[BEGIN MATERIAL SHOWN]
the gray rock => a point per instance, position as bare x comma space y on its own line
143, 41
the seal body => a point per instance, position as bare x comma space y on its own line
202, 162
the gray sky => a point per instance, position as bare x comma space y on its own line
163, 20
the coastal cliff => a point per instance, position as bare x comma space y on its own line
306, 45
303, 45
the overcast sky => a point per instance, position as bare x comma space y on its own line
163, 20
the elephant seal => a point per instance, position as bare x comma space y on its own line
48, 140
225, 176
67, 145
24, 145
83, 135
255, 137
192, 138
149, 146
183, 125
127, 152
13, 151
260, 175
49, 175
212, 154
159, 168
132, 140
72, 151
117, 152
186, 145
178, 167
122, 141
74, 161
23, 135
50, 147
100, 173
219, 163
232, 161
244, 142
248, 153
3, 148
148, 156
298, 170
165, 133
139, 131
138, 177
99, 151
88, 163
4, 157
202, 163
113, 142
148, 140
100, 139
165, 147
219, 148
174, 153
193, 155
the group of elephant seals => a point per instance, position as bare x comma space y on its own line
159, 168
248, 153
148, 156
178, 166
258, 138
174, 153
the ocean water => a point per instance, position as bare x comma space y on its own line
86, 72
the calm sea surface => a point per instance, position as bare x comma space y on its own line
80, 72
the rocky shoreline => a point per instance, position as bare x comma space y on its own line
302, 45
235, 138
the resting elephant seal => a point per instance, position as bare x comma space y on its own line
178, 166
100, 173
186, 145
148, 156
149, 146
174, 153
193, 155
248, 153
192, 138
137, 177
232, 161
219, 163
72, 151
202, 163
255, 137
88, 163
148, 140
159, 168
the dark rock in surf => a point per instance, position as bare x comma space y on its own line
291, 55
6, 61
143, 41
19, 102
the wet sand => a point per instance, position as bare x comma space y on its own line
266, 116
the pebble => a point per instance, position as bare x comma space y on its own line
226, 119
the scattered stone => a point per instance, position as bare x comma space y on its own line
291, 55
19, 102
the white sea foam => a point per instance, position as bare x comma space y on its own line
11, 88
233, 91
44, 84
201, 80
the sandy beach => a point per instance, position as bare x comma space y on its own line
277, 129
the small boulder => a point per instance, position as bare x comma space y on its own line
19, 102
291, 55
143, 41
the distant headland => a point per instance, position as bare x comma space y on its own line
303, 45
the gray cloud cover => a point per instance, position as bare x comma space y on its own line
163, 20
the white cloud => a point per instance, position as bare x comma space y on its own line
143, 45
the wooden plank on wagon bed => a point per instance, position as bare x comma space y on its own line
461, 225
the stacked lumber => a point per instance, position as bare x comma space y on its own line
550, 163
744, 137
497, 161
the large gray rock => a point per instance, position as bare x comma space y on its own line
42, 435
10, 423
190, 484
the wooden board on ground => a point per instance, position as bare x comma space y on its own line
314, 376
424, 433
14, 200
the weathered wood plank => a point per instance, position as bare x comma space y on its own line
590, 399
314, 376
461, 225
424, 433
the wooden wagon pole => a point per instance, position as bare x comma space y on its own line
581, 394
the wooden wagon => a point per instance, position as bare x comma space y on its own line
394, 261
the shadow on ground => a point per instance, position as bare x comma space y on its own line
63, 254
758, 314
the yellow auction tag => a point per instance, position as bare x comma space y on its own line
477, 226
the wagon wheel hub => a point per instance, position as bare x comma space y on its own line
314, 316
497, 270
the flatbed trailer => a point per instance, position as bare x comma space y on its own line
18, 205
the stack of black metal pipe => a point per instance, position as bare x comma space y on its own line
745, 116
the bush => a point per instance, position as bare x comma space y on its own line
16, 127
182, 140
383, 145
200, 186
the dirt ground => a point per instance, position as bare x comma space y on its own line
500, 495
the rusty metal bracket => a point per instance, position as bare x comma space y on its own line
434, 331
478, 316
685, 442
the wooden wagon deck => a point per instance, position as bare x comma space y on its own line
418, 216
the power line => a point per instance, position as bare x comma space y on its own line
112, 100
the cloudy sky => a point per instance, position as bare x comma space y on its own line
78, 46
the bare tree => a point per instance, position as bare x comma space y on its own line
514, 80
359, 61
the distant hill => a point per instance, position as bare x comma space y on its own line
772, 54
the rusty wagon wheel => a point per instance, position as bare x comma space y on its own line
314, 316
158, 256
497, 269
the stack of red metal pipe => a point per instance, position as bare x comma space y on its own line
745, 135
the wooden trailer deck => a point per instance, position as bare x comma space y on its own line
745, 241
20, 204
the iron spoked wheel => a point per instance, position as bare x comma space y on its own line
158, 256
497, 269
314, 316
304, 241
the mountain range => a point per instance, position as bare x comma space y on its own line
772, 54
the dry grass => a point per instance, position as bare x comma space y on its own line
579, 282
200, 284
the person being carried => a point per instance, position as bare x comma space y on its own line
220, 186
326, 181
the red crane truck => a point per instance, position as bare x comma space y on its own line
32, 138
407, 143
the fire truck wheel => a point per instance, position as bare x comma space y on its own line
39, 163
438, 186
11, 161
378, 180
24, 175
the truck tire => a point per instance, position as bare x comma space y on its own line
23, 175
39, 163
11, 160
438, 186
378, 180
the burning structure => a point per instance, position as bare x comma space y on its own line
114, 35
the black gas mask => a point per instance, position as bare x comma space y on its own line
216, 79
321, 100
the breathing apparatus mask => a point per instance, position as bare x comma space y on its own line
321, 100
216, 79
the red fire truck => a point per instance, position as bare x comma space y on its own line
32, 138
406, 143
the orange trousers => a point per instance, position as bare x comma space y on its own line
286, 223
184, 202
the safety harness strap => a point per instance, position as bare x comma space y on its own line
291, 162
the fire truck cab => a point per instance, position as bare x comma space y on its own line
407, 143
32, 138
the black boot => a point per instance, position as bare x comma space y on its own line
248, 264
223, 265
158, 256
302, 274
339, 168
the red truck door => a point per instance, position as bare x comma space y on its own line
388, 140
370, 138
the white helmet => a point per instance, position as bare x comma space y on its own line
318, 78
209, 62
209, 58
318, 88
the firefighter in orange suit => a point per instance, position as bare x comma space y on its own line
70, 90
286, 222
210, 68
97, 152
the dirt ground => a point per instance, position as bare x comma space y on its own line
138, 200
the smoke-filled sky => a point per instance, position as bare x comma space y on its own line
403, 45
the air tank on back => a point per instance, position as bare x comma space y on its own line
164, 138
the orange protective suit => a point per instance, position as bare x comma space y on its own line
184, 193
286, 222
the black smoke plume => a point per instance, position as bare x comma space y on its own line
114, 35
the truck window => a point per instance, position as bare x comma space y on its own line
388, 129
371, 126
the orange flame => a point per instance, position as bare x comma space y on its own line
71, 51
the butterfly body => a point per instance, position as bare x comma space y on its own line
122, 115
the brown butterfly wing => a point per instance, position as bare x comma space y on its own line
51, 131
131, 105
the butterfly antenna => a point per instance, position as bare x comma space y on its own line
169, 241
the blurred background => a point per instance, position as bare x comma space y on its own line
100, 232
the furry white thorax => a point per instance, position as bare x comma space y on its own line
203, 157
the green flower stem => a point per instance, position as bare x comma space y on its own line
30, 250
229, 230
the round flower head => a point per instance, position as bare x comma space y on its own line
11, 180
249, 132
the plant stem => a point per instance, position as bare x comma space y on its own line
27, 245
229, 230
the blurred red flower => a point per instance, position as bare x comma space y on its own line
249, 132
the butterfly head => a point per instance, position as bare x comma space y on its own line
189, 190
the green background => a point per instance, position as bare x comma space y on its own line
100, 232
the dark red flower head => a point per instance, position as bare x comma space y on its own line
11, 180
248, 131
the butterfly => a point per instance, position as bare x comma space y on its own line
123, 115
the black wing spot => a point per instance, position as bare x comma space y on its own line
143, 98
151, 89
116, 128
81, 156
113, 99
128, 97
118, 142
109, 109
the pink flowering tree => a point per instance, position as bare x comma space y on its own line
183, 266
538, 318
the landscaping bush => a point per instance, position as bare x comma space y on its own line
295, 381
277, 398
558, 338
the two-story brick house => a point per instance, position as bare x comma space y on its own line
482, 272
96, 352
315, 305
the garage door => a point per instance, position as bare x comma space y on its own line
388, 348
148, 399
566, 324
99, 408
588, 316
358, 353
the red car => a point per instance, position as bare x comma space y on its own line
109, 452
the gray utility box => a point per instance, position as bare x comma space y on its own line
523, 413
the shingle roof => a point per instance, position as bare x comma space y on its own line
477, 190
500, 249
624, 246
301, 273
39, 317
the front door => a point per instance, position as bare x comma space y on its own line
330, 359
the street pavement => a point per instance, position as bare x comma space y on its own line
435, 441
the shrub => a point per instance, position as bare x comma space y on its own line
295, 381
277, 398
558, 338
[END MATERIAL SHOWN]
PROMPT:
Copy only this span: the line that contains "the landscaping bush", the last line, and every line between them.

OUTPUT:
the landscaping bush => a point per instance, position as bare x comma space y on its own line
295, 381
277, 398
558, 338
the two-story brick house => a point per instance, position as bare x comma space y on its own line
482, 272
96, 352
315, 305
the garage door => a point per instance, position as bare x comma space y on its own line
388, 348
148, 399
566, 324
99, 408
588, 316
358, 353
the red car => a point per instance, position as bare x comma space y on its own line
109, 452
the gray utility box => a point per instance, position as bare x comma space y on its own line
523, 413
the shingle roof => a point per instance, position as bare x comma space y on its own line
477, 190
500, 249
624, 246
301, 273
39, 317
the front door => a point per instance, position as bare x comma space y on its own line
330, 359
the street pavement => a point per instance, position as bare x comma space y on its own line
435, 441
the shrub => a point per instance, position as bare x comma space y on its own line
295, 381
277, 398
558, 338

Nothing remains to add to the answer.